#### Exercise:
Print the records below exactly, starting at the first line and stopping after the line that contains "leaf in the photograph above.". Leave out any pictures.

#### Natural-language object grounding data:
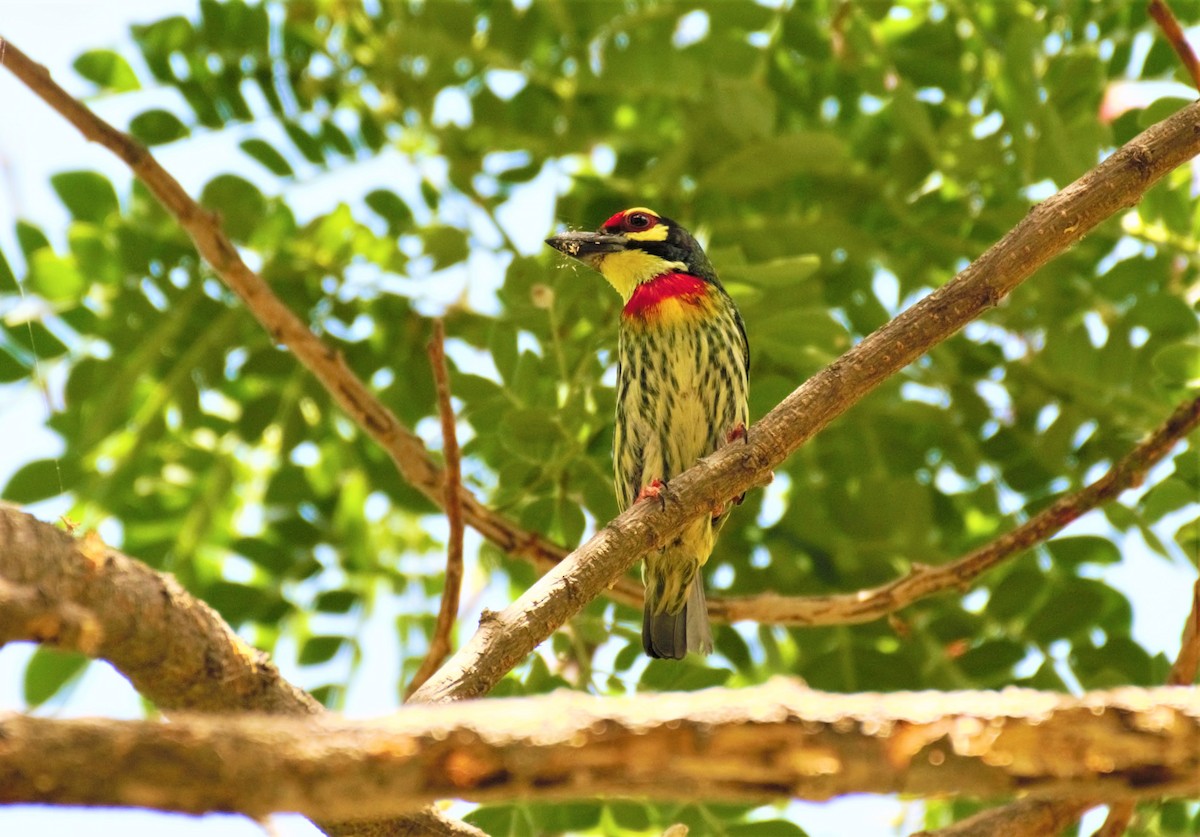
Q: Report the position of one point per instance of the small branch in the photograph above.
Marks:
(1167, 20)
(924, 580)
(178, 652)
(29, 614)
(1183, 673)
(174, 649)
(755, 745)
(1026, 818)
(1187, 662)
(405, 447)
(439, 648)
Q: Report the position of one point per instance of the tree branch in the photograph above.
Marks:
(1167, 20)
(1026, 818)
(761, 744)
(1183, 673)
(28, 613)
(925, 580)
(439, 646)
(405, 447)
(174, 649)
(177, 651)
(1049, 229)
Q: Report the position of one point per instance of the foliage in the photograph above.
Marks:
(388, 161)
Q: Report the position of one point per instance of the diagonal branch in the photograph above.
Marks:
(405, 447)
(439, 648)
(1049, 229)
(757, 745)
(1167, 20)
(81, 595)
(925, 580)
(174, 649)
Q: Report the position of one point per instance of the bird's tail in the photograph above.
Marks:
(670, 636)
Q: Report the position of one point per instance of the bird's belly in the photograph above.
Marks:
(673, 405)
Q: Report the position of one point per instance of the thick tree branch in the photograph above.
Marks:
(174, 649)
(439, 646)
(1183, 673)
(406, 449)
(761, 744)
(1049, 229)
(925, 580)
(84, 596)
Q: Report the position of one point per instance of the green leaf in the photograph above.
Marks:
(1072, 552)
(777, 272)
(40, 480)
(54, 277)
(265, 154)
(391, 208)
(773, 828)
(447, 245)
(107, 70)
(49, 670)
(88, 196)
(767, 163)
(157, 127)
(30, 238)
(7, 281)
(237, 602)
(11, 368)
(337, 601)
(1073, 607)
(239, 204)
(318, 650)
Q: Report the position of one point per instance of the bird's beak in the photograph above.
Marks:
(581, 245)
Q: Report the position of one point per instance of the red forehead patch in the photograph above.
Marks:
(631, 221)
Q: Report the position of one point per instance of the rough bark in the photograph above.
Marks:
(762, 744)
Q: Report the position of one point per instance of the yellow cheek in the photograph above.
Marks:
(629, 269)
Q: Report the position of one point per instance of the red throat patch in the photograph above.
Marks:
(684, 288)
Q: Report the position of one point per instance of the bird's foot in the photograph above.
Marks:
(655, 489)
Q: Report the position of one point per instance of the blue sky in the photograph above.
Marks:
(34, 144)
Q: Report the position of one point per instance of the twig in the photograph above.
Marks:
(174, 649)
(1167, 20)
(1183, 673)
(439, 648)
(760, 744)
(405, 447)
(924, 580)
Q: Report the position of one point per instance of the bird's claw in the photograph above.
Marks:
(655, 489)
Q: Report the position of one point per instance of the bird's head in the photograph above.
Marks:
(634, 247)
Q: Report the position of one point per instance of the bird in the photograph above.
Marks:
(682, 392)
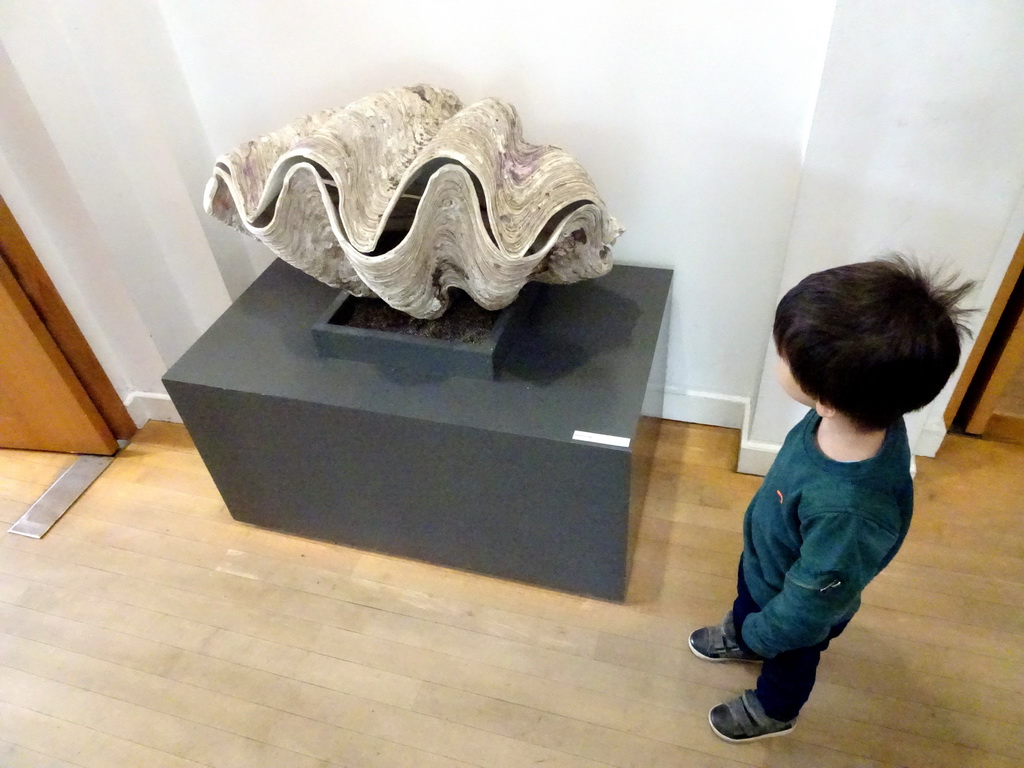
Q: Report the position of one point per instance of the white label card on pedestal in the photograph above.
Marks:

#### Result for this task:
Q: Report the position of one point per instance of the small branch in the photograph above.
Marks:
(1167, 20)
(924, 580)
(178, 652)
(29, 614)
(1183, 673)
(174, 649)
(755, 745)
(1026, 818)
(1187, 662)
(405, 447)
(439, 648)
Q: Report the position of one point per instance of the tree branch in the photograph above.
Marks:
(1167, 20)
(1026, 818)
(761, 744)
(1183, 673)
(28, 613)
(925, 580)
(439, 646)
(405, 447)
(174, 649)
(177, 651)
(1049, 229)
Q: Report the position of one point per instance of the foliage in the photograph above.
Marks:
(388, 161)
Q: Report the position of one point per instance of the diagonal branch in the photograph above.
Marks:
(405, 447)
(439, 648)
(1049, 229)
(757, 745)
(1167, 20)
(81, 595)
(925, 580)
(174, 649)
Q: Report the position of one point per instance of the bird's tail in the photograph above.
Marks:
(670, 636)
Q: Report the position of one point per instance of the bird's belly in the photograph above.
Marks:
(673, 405)
Q: Report the position of one point per instance of the thick tree branch in the photograph above.
Marks:
(174, 649)
(439, 646)
(1183, 673)
(406, 449)
(761, 744)
(1049, 229)
(925, 580)
(84, 596)
Q: Report the position of one point per instance of the green leaf in the photograph above.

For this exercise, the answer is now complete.